## DATASET EXTRACT
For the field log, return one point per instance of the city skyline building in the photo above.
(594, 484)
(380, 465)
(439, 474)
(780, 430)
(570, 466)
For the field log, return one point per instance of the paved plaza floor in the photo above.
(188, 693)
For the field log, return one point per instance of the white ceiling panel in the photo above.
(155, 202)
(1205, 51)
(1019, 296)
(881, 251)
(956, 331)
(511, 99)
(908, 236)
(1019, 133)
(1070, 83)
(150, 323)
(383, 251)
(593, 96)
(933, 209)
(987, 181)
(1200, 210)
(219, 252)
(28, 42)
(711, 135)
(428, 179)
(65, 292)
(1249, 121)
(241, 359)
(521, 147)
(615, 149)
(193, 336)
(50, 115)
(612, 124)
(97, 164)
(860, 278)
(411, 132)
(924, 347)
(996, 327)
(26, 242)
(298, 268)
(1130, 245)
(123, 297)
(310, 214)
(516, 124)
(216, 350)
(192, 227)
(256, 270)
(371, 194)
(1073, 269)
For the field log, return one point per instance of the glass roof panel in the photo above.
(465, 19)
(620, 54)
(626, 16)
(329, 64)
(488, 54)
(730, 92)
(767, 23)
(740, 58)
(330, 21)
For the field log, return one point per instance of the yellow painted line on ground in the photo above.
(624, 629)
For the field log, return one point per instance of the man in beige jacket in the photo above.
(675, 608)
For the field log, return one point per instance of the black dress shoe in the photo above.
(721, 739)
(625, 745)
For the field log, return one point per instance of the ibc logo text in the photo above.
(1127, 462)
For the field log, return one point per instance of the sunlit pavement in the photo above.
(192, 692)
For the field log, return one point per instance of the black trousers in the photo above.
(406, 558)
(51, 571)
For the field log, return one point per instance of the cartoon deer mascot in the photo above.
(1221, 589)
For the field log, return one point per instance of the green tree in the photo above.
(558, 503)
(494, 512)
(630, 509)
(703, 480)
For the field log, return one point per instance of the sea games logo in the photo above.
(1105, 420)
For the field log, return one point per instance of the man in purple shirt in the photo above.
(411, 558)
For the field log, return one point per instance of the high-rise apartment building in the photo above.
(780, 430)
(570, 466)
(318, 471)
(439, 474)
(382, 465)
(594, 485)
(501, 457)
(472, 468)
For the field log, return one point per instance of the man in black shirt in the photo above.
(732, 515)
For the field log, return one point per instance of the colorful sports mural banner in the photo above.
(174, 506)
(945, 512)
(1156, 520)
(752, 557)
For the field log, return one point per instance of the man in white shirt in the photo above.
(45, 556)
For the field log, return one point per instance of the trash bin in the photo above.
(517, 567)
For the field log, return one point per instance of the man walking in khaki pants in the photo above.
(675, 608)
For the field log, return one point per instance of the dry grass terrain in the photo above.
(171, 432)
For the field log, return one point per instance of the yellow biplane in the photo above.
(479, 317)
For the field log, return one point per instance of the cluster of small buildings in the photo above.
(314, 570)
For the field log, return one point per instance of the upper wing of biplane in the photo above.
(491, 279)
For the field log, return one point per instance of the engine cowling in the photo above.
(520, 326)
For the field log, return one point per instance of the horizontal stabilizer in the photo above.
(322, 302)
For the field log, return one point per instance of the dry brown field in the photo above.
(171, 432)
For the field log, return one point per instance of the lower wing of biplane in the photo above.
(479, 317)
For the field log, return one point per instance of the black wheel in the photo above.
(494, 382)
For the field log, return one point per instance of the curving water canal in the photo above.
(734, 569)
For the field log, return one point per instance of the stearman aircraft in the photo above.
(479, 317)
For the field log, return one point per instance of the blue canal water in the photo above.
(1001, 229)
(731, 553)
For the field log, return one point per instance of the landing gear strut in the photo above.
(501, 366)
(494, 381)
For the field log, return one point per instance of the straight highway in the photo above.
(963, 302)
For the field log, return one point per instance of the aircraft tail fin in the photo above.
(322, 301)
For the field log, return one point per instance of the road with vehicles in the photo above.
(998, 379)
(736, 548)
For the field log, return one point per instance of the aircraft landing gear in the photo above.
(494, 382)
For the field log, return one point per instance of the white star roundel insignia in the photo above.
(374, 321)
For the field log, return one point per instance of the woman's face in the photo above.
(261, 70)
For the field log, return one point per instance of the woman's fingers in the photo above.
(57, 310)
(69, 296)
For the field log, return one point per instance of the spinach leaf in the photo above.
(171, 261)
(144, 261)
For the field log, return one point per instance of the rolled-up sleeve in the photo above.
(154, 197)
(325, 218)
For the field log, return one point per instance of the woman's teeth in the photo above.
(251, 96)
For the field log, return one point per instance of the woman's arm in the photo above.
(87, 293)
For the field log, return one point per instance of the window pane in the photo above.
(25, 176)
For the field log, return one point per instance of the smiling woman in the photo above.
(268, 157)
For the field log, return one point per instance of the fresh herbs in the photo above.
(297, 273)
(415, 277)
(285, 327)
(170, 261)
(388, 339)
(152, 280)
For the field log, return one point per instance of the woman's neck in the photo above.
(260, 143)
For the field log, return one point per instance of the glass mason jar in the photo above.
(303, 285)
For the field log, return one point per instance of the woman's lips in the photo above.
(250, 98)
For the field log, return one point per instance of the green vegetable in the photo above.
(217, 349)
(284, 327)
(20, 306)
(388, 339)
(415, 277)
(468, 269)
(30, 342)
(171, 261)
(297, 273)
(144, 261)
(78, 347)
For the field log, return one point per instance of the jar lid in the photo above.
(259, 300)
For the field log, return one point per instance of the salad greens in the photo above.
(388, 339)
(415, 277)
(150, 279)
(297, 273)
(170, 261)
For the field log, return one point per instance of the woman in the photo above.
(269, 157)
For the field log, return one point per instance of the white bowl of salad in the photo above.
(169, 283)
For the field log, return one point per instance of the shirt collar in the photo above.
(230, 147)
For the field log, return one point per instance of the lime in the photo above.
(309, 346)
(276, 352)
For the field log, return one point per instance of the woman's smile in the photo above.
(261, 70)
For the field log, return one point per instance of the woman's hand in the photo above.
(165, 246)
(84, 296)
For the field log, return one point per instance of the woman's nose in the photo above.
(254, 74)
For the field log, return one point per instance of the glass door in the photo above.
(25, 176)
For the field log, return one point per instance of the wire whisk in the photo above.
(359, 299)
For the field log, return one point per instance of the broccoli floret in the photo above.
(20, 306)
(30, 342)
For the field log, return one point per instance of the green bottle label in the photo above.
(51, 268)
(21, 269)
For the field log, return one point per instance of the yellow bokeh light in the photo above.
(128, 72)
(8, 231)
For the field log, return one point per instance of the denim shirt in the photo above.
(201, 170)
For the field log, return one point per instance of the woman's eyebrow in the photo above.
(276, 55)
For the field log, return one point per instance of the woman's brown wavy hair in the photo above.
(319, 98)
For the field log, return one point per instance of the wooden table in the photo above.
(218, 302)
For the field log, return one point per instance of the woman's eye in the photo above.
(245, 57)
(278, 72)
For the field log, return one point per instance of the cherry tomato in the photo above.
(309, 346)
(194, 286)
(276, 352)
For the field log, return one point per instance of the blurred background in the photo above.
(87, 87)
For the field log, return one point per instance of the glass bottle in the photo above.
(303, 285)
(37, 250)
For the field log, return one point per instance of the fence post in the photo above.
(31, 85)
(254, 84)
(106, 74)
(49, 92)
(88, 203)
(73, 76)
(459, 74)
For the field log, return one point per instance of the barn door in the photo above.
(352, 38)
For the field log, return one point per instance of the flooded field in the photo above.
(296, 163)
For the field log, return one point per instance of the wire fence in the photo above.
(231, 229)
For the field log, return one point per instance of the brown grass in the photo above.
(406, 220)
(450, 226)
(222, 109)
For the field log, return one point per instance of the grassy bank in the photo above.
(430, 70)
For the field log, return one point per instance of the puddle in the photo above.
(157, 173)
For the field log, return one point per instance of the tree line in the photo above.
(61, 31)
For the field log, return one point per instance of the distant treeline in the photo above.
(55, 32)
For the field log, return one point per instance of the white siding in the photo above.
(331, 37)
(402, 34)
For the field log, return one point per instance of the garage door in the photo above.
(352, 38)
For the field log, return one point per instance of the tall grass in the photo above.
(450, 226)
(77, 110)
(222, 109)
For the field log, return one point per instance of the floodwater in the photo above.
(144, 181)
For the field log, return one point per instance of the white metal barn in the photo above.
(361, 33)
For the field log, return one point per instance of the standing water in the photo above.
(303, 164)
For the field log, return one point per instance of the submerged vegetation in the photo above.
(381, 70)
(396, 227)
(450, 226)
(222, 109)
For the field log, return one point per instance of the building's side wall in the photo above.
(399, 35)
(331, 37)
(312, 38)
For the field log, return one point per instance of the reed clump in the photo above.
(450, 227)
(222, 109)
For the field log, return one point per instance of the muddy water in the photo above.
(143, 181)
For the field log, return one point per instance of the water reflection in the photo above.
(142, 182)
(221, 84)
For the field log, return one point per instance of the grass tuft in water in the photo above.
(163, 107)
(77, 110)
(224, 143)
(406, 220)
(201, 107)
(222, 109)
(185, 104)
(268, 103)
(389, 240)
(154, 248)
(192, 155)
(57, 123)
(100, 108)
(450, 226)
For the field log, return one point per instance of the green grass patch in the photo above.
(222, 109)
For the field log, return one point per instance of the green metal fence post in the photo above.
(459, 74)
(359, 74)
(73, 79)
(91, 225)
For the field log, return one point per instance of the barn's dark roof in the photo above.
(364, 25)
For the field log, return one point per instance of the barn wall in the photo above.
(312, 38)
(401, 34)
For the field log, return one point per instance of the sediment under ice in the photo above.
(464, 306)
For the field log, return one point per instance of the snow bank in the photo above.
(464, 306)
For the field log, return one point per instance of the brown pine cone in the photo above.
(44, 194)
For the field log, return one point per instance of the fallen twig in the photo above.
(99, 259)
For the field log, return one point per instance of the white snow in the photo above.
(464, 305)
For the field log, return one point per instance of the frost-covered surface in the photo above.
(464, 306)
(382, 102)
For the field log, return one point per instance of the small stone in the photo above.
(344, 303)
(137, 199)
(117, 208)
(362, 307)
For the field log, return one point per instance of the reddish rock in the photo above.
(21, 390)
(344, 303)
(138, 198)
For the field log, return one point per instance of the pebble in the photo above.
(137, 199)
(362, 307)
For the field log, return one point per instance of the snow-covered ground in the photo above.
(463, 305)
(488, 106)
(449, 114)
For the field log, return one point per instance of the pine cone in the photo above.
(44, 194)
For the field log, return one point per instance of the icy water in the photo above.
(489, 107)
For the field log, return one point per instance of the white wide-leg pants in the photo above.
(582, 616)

## WHAT TO DO
Exactly and exclusively, repeat the lines from the line that contains "rock in the photo above." through the end of the records, both ends included.

## FINISHED TASK
For the field log, return one point per instance of the reddish rock in the photo above.
(21, 390)
(344, 303)
(138, 198)
For the field log, return one point per instance of the pebble in the photo above.
(137, 199)
(362, 307)
For the field log, return one point per instance of the snow-covered ground in the photo above.
(463, 305)
(488, 106)
(449, 114)
For the field log, return one point per instance of the pine cone in the photo above.
(44, 194)
For the field log, return one point per instance of the icy water in the photo above.
(489, 107)
For the field log, return one point per instance of the white wide-leg pants in the photo above.
(582, 616)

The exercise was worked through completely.